RECORDS SHOWN:
##########

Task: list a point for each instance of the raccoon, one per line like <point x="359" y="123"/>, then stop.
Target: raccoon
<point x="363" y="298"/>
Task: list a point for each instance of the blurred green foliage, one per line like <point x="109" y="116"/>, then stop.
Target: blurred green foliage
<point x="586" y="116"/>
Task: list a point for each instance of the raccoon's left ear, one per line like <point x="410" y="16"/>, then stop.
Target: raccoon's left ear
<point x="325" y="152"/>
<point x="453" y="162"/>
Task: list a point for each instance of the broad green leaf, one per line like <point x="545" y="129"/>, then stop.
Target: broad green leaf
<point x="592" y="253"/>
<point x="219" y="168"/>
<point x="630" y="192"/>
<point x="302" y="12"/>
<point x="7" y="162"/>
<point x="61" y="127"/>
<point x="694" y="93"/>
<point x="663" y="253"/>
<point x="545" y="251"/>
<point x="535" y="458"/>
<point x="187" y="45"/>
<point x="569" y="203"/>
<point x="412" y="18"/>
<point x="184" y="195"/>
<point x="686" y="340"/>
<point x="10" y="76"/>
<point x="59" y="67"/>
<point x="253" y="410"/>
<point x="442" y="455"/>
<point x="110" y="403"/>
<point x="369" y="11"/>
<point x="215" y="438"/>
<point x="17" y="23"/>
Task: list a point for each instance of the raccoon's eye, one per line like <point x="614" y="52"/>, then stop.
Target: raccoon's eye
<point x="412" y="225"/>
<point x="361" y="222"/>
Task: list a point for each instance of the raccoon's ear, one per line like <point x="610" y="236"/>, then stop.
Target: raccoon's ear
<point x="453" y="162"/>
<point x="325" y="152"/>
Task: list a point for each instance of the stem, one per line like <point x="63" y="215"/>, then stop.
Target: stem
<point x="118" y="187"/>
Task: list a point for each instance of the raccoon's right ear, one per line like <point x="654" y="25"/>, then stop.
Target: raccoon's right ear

##########

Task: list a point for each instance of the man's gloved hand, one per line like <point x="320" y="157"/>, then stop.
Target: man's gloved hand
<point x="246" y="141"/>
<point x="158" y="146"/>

##########

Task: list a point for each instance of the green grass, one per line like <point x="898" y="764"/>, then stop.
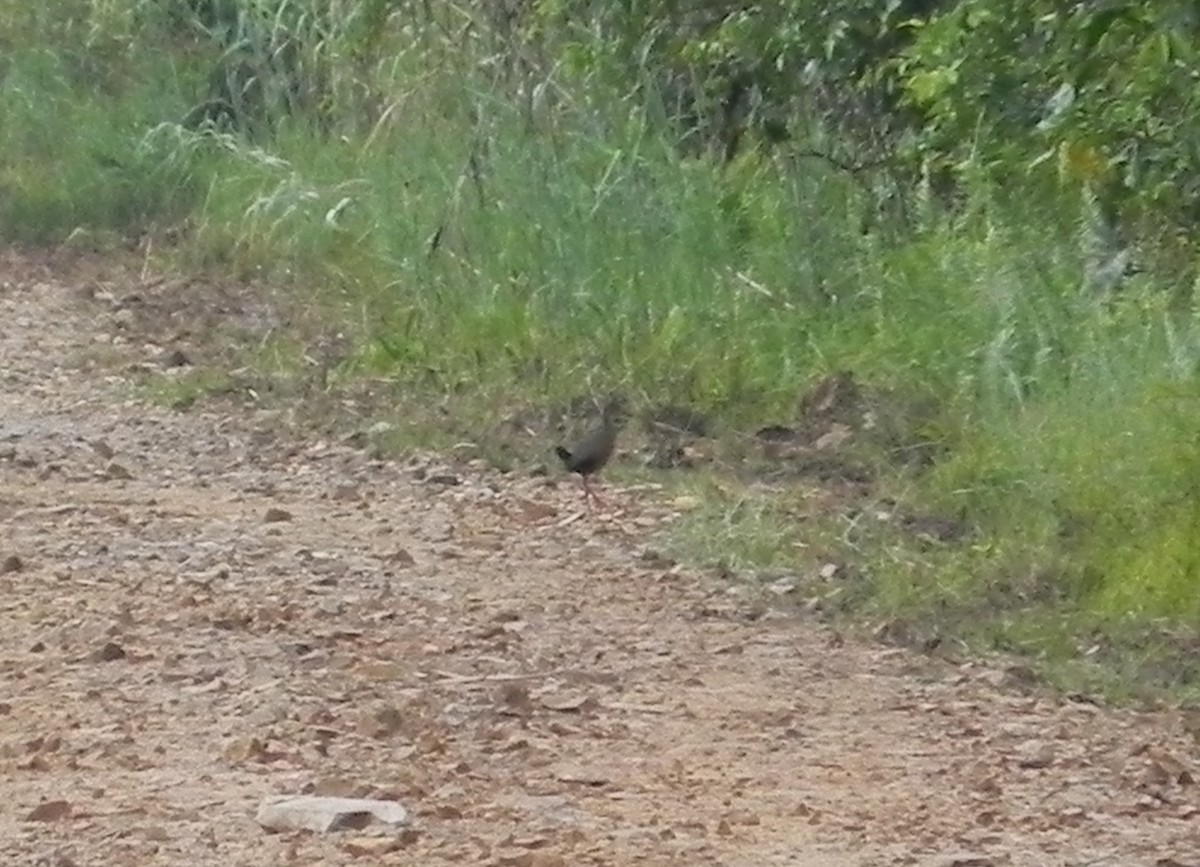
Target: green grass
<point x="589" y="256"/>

##########

WHAT YOU SHOULD DO: Your answer should be the lines of the listing above between the line holding "Task: list a point for each instance of the raccoon, one" and the line holding "Task: list a point for each instance of the broad", inclusive, restated word for word and alone.

ANSWER:
Task: list a point for each instance of the raccoon, one per line like <point x="359" y="123"/>, then stop.
Target: raccoon
<point x="363" y="298"/>
Task: list a point for each instance of the blurred green foliage, one per line like <point x="109" y="116"/>, then stop.
Target: blurred green foliage
<point x="586" y="116"/>
Task: list a point for each instance of the raccoon's left ear, one per line like <point x="410" y="16"/>, then stop.
Target: raccoon's left ear
<point x="325" y="152"/>
<point x="453" y="162"/>
Task: list a point for each instance of the broad green leaf, one per line like <point x="545" y="129"/>, then stop.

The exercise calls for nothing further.